• 提示文:
......
長期的なメインテナンスによる歯肉の変化(クリーピングによるブラックトライアングルの閉鎖)
石神井公園駅北口徒歩1分、歯周病専門医/指導医、インプラント専修医、医)竹和会 たけのうち歯科クリニックの竹之内です。当院は、歯周病・インプラント・審美歯科・予防歯科に積極的に取り組んでおります。
長期的にメインテナンスをしていると口腔内には様々な変化があります。
良いことばかりではありませんが、その一つ一つが、私達にとって学び考えさせられることばかりで、その後の臨床に活きる貴重なものです。
この患者さんは、たけのうち歯科クリニックを開業したの翌年の2011年に初診で来院された方です。
全体的に重度の歯周病に罹患しており、約1年かけて治療を行いました。
年齢が比較的若く、患者さんも治療に協力的な方でしたので、SRP(歯周ポケット内部のプラークや歯石を徹底して除去)することで、歯周組織の炎症はみるみるうちに改善していきました。
そして、上顎の前歯部においては、審美性や機能性を回復するために、4本の前歯に連結したクラウンを装着し、その後メインテナンスに移行しました。
下の写真はクラウンを装着する前の土台の状態です。
歯と歯の間(歯間部)の歯肉には陥凹が認められます。
下の写真は、連結した4本のメタルセラミックスクラウンを装着後のものです。
歯間部にはブラックトライアングル(隙間が黒く三角形に見えることからそう呼びます)が認められます。
そして、2012年から2023年の今日まで、コロナ禍で少し間が空いてしまった時期もありますが、3~4ヵ月毎のメインテナンスを約11年間行ってきました。
するとどうでしょうか。
写真は2023年のものですが、クラウン装着直後にあったブラックトライアングルは歯肉でほぼ埋まり、本来の歯肉の形態になっています。
......
• データ一覧:
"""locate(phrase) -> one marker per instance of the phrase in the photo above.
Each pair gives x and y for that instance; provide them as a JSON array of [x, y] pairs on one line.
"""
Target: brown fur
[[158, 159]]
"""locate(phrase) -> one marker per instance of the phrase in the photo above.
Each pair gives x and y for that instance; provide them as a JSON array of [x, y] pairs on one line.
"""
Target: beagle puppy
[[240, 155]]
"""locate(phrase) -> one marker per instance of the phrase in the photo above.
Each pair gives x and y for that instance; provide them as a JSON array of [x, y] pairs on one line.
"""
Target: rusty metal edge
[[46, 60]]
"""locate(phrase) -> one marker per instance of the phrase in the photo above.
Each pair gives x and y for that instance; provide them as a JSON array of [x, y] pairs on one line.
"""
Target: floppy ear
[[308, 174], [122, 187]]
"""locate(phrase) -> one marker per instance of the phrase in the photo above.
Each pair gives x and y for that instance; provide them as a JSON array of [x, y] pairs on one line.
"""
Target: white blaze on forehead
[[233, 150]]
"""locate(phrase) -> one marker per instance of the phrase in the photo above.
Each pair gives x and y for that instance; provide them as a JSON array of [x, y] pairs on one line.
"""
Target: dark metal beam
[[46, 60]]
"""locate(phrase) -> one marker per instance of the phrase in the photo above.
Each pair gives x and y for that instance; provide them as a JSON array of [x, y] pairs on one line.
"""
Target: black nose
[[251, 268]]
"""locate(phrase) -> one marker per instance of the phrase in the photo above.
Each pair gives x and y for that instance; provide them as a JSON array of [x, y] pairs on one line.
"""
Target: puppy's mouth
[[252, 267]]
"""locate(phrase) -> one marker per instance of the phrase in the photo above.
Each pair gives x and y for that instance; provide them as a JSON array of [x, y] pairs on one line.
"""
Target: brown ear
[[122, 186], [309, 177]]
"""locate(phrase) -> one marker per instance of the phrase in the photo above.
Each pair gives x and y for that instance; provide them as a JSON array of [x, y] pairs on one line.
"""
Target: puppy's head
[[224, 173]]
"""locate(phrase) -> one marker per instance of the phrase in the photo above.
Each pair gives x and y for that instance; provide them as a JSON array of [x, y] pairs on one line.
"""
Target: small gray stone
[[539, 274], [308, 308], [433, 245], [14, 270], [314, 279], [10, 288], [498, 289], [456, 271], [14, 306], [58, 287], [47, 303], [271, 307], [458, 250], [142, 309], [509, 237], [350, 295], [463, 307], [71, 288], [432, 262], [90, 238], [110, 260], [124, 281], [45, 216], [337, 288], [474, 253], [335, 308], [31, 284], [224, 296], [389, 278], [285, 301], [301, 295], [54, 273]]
......
• 課題 A:
提示文の「石神井公園駅北口徒歩1分、歯」から「するとどうでしょうか。」までを、一字も変えずに引用せよ。
• 課題 B:
提示文にある「歯と歯の間(歯間部)の歯肉には陥凹が認められます。」という一文を英語に訳してください。

• 解答 A:
石神井公園駅北口徒歩1分、歯周病専門医/指導医、インプラント専修医、医)竹和会 たけのうち歯科クリニックの竹之内です。当院は、歯周病・インプラント・審美歯科・予防歯科に積極的に取り組んでおります。
長期的にメインテナンスをしていると口腔内には様々な変化があります。
良いことばかりではありませんが、その一つ一つが、私達にとって学び考えさせられることばかりで、その後の臨床に活きる貴重なものです。
この患者さんは、たけのうち歯科クリニックを開業したの翌年の2011年に初診で来院された方です。
全体的に重度の歯周病に罹患しており、約1年かけて治療を行いました。
年齢が比較的若く、患者さんも治療に協力的な方でしたので、SRP(歯周ポケット内部のプラークや歯石を徹底して除去)することで、歯周組織の炎症はみるみるうちに改善していきました。
そして、上顎の前歯部においては、審美性や機能性を回復するために、4本の前歯に連結したクラウンを装着し、その後メインテナンスに移行しました。
下の写真はクラウンを装着する前の土台の状態です。
歯と歯の間(歯間部)の歯肉には陥凹が認められます。
下の写真は、連結した4本のメタルセラミックスクラウンを装着後のものです。
歯間部にはブラックトライアングル(隙間が黒く三角形に見えることからそう呼びます)が認められます。
そして、2012年から2023年の今日まで、コロナ禍で少し間が空いてしまった時期もありますが、3~4ヵ月毎のメインテナンスを約11年間行ってきました。
するとどうでしょうか。

• 解答 B:
A depression is observed in the gingiva between the teeth (the interdental area).